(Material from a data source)
§ §

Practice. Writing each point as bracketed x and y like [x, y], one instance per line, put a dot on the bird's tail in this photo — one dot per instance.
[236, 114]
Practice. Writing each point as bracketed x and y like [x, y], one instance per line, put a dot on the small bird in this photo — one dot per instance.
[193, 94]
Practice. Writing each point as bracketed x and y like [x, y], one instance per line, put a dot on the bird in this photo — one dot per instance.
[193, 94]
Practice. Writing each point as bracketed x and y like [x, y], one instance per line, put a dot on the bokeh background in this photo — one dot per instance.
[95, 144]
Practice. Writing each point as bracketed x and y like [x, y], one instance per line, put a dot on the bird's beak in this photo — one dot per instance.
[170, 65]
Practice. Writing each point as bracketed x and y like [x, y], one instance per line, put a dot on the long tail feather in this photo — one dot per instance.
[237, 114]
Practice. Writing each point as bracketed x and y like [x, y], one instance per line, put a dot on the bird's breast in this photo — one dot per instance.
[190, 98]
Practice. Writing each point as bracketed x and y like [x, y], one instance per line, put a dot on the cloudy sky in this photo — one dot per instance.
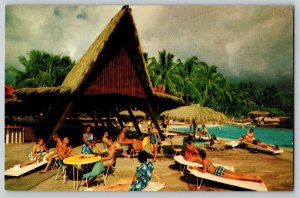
[247, 43]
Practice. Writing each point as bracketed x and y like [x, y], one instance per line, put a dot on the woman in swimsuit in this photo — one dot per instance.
[99, 167]
[37, 154]
[88, 141]
[249, 136]
[191, 153]
[221, 172]
[154, 139]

§ §

* REQUIREMENTS
Express the material above as a two-column CSV with the columns "request" and "points", one row per request, putting each request's text and its answer in one quoted field with any line breaks replaced by spaces. Cover all of the material and leave the pictures out.

* TASK SOLUTION
request,points
"Practice. Writing each point as bracketed x and y like [x, y], one instance per line, put a dot on the bird's tail in this photo — one dot per instance.","[236, 114]"
"Practice. Writing each point as bracketed x and y like [x, y], one instance per line, put a dot on the small bird in this photo — one dot per instance.","[193, 94]"
"Practice. Writing each point as bracketed x and y like [x, y], one instance per line, put a dot on the bird in this photo — one dot per instance.","[193, 94]"
"Practice. Writing each point as bracketed x and y like [x, y], one instance per line, put a dot on the bokeh background in this photo — one dot per instance.","[95, 144]"
"Practice. Writing each point as bracketed x and y like [x, y], one instance per line, put a dot on the bird's beak in this photo — one dot per instance.","[170, 65]"
"Practice. Writing each point as bracketed x and y like [x, y], one instance per line, put a dot on the long tail feather in this photo — one dot per instance.","[237, 114]"
"Practice. Writing each point as bracketed x and y like [x, y], one instance per line, put a dot on the bird's breast in this photo — one dot per instance.","[190, 98]"
"Practice. Writing each point as bracketed x and y like [x, y], one instance per line, put a dot on the cloudy sky in this photo — one dot per instance.","[247, 43]"
"Practice. Writing each point as bracketed x and y like [x, y], one instance per line, put a dot on the woman in swimsuit in this photo — one dot per instance.","[99, 167] [37, 154] [88, 141] [249, 136] [191, 153] [221, 172] [154, 139]"